== Exercise requirements ==
Copy the lines below verbatim, from the line with "Q: For each instance of the man in blue jacket" to the line with "x=124 y=141", including both of those lines.

>>

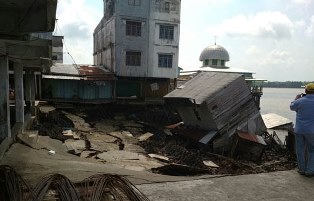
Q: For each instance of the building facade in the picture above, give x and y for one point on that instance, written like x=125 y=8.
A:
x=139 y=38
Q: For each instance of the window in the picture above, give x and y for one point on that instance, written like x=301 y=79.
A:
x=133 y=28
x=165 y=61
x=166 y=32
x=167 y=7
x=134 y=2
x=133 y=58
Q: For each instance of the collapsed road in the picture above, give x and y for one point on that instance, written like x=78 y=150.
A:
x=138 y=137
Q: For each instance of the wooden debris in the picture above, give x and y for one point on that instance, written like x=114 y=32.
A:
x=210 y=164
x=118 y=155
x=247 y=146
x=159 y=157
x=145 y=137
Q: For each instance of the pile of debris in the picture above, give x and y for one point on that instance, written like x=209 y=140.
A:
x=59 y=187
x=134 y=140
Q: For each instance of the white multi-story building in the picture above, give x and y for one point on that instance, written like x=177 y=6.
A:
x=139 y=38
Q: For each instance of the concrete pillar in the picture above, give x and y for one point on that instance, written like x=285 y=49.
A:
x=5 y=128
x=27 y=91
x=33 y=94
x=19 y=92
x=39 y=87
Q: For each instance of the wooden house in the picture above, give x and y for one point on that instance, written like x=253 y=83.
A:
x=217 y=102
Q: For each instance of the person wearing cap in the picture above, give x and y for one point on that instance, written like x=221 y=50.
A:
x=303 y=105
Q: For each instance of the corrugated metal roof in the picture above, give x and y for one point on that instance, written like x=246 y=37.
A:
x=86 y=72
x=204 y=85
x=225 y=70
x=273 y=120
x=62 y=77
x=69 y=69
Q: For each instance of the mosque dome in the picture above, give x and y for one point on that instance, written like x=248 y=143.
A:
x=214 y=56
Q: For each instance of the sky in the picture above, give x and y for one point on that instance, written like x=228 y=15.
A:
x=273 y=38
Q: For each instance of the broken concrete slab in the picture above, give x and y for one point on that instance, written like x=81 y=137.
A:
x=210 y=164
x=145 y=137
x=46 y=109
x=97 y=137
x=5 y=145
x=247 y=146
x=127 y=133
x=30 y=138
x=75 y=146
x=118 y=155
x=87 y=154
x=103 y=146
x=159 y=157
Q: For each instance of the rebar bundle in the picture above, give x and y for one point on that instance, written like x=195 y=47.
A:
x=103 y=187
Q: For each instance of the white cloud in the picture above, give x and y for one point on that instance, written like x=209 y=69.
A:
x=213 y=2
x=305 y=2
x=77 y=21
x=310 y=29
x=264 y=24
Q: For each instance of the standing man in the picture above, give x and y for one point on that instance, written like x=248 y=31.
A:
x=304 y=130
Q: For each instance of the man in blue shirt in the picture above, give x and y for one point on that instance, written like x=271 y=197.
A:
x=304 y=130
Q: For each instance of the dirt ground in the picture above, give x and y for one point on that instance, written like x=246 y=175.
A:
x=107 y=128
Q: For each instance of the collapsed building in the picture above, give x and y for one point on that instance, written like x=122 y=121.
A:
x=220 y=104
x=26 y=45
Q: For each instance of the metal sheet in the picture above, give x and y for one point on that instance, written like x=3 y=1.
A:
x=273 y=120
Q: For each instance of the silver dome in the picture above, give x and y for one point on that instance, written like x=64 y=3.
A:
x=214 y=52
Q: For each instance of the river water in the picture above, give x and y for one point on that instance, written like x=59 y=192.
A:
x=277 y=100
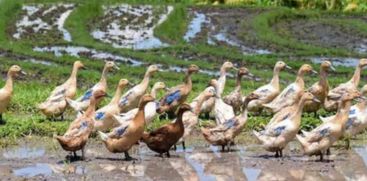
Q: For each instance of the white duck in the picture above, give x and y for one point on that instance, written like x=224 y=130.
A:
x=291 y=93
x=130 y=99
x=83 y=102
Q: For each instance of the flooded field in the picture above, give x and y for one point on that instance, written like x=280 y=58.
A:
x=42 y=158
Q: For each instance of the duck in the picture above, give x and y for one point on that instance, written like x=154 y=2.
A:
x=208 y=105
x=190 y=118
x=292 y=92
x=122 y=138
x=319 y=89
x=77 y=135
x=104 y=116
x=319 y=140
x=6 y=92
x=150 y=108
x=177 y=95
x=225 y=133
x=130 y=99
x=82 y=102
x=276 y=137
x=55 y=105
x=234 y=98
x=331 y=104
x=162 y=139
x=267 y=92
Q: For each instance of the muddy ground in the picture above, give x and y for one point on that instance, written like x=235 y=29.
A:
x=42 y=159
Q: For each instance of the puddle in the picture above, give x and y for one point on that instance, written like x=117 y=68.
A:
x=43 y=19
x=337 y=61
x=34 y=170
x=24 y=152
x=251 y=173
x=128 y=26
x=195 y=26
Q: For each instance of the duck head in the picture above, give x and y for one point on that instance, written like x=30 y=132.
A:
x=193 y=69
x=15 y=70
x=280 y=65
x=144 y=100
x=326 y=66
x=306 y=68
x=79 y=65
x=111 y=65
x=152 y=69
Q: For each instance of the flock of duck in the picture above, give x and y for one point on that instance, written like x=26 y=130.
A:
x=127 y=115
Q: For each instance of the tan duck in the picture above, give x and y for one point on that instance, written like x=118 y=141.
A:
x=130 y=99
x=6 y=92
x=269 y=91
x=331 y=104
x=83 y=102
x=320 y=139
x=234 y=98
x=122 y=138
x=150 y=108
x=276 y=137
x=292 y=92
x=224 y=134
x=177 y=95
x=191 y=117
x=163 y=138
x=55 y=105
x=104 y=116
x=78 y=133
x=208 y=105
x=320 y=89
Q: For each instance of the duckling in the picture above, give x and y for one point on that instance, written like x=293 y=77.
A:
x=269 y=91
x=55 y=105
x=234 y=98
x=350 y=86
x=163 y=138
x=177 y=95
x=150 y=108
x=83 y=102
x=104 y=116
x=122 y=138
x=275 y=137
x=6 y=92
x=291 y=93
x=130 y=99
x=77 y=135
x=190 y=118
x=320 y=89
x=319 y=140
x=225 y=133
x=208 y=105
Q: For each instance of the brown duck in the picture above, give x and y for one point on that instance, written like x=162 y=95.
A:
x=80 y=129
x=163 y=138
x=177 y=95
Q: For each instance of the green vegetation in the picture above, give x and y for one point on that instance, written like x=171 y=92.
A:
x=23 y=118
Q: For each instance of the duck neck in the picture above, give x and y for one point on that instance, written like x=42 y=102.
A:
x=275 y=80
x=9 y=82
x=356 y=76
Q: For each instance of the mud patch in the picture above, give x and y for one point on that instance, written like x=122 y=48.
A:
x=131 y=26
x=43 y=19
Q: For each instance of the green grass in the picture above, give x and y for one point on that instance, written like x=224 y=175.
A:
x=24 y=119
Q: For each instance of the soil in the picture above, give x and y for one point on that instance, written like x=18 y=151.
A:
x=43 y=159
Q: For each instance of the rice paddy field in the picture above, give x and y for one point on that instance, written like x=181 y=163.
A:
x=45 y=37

<<
>>

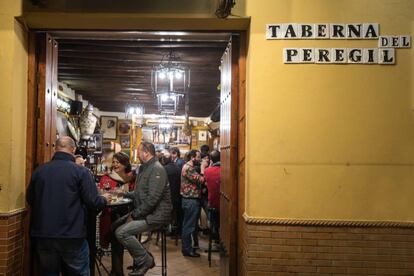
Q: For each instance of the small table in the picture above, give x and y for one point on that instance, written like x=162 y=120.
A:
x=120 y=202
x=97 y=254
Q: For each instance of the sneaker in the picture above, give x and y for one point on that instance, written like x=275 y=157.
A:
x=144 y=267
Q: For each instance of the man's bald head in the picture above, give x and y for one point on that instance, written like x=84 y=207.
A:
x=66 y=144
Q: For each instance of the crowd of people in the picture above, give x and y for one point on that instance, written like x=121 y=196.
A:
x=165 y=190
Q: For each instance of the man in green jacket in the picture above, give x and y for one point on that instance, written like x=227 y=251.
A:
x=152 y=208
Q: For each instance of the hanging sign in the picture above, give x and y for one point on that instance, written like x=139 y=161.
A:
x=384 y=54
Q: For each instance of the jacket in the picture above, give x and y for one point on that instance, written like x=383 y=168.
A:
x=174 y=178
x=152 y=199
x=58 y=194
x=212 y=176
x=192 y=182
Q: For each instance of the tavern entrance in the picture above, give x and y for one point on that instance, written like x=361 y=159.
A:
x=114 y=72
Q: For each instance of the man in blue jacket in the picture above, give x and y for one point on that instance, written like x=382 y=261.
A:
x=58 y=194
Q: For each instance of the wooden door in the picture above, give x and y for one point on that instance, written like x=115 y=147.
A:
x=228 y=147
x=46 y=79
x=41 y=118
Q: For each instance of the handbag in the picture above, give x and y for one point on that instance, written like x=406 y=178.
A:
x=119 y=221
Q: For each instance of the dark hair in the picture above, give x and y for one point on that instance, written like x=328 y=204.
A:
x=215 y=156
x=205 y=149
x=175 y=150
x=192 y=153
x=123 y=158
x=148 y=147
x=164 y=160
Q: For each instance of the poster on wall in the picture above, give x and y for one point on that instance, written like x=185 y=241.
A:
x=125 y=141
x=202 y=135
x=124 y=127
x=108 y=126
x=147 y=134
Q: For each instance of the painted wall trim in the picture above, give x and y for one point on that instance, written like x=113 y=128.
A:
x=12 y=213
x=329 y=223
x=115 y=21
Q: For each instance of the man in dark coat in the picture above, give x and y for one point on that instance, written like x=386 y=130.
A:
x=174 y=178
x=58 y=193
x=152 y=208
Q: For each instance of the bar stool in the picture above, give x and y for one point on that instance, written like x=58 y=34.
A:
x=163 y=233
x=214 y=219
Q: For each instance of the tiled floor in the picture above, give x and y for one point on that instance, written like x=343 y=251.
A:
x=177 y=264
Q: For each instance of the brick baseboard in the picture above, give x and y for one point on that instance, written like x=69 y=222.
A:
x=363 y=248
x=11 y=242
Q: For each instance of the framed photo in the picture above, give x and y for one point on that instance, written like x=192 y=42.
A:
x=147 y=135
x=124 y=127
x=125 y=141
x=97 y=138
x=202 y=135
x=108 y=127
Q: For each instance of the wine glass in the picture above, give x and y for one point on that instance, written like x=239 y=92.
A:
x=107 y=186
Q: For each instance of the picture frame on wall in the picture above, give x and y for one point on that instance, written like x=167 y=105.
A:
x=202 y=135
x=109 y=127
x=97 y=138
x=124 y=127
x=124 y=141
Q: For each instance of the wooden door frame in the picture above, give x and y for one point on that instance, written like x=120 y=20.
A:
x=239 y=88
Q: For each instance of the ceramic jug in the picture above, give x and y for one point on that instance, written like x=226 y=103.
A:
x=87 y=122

<<

== Response to this exercise ==
Q: For each instance of the man in blue jacket in the picture above, give x and y for one point on that instance, written like x=382 y=261.
A:
x=58 y=194
Q: For each instance of the wooden door in the picture above, give x and y for one point on that instance, written like x=115 y=147.
A:
x=228 y=147
x=46 y=79
x=41 y=118
Q: For each instance of the handbag in the picture above, give x and y for one point on that instance, written like x=406 y=178.
A:
x=119 y=221
Q: For each instance of the dark hair in the picture above, give x and y for one point on that instance, written like x=328 y=204.
A:
x=215 y=156
x=205 y=149
x=175 y=150
x=192 y=153
x=123 y=158
x=148 y=147
x=164 y=160
Q: For each instance of the poster on wall in the picture above, give x and y for one point on that instance, written like x=185 y=241.
A:
x=125 y=141
x=202 y=135
x=124 y=127
x=108 y=126
x=147 y=134
Q: For each instance of the painted wall trim in the picture above, give x and y for one point on that instance, written like x=113 y=128.
A:
x=12 y=213
x=329 y=223
x=115 y=21
Q: For each instance of the man in dark coat in the picture above, give x and y for one point on that instance, written like x=386 y=130.
A:
x=174 y=178
x=58 y=193
x=152 y=208
Q: For each instance of the bar stool in the picture above, give x and y for one point on that instance, written like x=58 y=34.
A:
x=163 y=233
x=214 y=219
Q: For each instance of the tiled floor in the picture above, give x and y for one point on that instance, written like x=343 y=251.
A:
x=177 y=264
Q: For each instance of the brick baseboard in the picture above, give x and y for one point on that instance, written like x=69 y=222.
A:
x=363 y=248
x=11 y=242
Q: For each instance of the framed photo in the picture above, give x and y for one point on that instance, written like x=192 y=42.
A:
x=147 y=135
x=124 y=127
x=125 y=141
x=97 y=138
x=202 y=135
x=108 y=127
Q: For each instance of the wine glass in the picture above, give x and y for one point on that instance, written like x=239 y=92.
A:
x=107 y=186
Q: For each instance of the picture frame on wall in the picture above, give x and y for one point on that instance, written like x=167 y=105.
A:
x=202 y=135
x=109 y=127
x=97 y=138
x=124 y=127
x=124 y=141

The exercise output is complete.